Problem to work on - In the text on ensemble seating below, what does the author say will promote better balance in a brass section?

Selected extract -

Is it at all important how you arrange the seating and placement of your ensemble?  Why does it matter?  What is there to be gained?  I believe there are many reasons to have this discussion.  Although every director may have their own opinion about what works for them, it is important to at least HAVE an opinion, and to have thought through the reasons why we have made these decisions.  We have all seen those design shows on television where the owner gets a room makeover, and in doing so is amazed and thrilled that by changing up the placement of the furniture in their room that suddenly the space is so much better, revitalized and more appealing.  Until the moment when the “reveal” takes place, they hadn’t changed the room in years because it had not occurred to them that it could or should be done differently. It is easy to fall into keeping things the way they are just because that is the way we have always done it.

Seating placement is all about the performers being able to hear each other, and the audience being able to hear the best possible representation of the performance.  When thinking about the geographical placement of the performers, it is helpful to consider the physical rehearsal space in which you will be working each day. But you must also consider the performance site as well.  What are the acoustical properties of these spaces?  Are risers built in to the rehearsal space, but not used in the performing area?  Or are risers used on stage, but the ensemble rehearses on a flat surface?  Balance will change dramatically when back rows are raised.  Likewise, balance can change given the direction of certain players’ instruments.  Not only will the location of brass players and the direction their bells are facing affect balance, but the posture they are using and the height and direction of their bells while they play will have a major impact.  Players who raise their bells up will be heard much more than the players who point their bells to the floor in front of them.  Consequently a consistent and uniform bell height in the section will promote better balance.

We need to be aware of the needs of the individual players in the ensemble as well.  The music selection is also something to consider.  Can the soloists be heard?  Can the sections that have musical conversations with other sections hear each other clearly?  Can all instrumentalists that play similar parts during the piece see and hear the other players who are involved?  If a duet occurs, can the players see and hear each other?  It might be a good idea to change the seating arrangement for a specific piece of music to address these concerns.

Principal players are such an important part of our ensembles for many reasons.  Not only are they often the strongest players in the group, but they are also the leaders, and therefore are the students with whom we may have the most eye contact, and the ones we cue most frequently when their entire section enters.  Therefore, we want to not only have them placed in the ensemble where we can see and hear them most clearly, but they need to be seen and heard by the principal players in the other sections as well.  It is worth considering placing the 1st trumpet player next to the 1st trombone player, especially when those sections play pieces where they have similar entrances.  The same idea can be used with horn and alto sax, clarinet and flute, and possibly others, depending on the piece being performed.  When the principal players play with more precision the rest of the section has a better chance of success.

We should also consider sections of the ensemble.  If all of the low brass and low woodwinds play similar parts in a given piece, it makes sense to have them all in the same region of the band.  Not only can they all interpret the conductor’s cues more easily, but they can also tune to each other as they play.  Obviously this applies to other sections as well.

Material supplied -
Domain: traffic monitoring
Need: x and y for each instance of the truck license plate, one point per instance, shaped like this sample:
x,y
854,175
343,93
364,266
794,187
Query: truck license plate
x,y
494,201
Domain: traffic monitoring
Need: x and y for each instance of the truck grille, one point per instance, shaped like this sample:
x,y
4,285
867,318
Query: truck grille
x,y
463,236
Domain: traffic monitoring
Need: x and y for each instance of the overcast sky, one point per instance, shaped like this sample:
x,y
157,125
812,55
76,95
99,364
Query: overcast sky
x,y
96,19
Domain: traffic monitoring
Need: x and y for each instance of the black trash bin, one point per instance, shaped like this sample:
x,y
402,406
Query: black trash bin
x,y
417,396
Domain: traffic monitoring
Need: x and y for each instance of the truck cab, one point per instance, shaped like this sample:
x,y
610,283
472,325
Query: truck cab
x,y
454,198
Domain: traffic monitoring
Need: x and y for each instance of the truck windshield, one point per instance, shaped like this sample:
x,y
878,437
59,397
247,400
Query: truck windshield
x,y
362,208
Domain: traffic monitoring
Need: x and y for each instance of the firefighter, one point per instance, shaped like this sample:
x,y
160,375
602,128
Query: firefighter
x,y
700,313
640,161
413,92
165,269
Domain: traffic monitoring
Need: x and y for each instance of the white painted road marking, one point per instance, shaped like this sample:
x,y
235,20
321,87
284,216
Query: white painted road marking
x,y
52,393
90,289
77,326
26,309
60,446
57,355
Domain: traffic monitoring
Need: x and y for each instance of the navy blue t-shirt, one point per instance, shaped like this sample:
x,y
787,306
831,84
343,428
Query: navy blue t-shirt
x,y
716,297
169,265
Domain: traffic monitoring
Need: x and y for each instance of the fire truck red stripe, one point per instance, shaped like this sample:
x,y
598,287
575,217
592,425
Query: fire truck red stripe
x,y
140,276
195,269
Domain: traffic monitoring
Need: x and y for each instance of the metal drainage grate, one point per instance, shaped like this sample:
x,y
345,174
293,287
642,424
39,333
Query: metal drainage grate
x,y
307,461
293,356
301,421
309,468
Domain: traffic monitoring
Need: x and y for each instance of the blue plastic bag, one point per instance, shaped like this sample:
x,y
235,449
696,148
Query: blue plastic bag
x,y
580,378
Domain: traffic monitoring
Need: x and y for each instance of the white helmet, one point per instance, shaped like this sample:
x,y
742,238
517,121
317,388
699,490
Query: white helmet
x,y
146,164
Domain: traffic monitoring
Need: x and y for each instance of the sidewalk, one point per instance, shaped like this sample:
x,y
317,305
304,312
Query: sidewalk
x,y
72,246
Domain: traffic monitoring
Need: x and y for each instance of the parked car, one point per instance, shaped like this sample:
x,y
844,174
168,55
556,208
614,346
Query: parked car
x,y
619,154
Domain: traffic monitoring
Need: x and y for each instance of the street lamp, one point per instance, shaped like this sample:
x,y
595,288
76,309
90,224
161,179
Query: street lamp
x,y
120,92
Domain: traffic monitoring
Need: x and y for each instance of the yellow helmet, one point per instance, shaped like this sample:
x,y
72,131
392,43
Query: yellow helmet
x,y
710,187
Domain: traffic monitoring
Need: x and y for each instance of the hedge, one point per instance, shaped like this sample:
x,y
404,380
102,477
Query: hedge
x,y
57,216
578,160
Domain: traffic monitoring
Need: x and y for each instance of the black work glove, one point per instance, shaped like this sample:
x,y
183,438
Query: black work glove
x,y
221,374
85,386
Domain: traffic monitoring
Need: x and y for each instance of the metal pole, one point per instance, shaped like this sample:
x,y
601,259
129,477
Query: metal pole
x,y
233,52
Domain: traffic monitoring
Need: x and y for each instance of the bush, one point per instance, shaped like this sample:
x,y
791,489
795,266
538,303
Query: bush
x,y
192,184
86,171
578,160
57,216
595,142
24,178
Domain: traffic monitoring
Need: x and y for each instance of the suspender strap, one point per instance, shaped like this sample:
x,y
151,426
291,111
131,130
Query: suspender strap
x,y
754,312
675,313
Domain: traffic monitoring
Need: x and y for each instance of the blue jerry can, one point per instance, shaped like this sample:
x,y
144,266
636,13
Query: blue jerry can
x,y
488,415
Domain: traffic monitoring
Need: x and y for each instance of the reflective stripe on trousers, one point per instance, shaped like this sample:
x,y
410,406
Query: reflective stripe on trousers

Finished exercise - A consistent and uniform bell height in the section.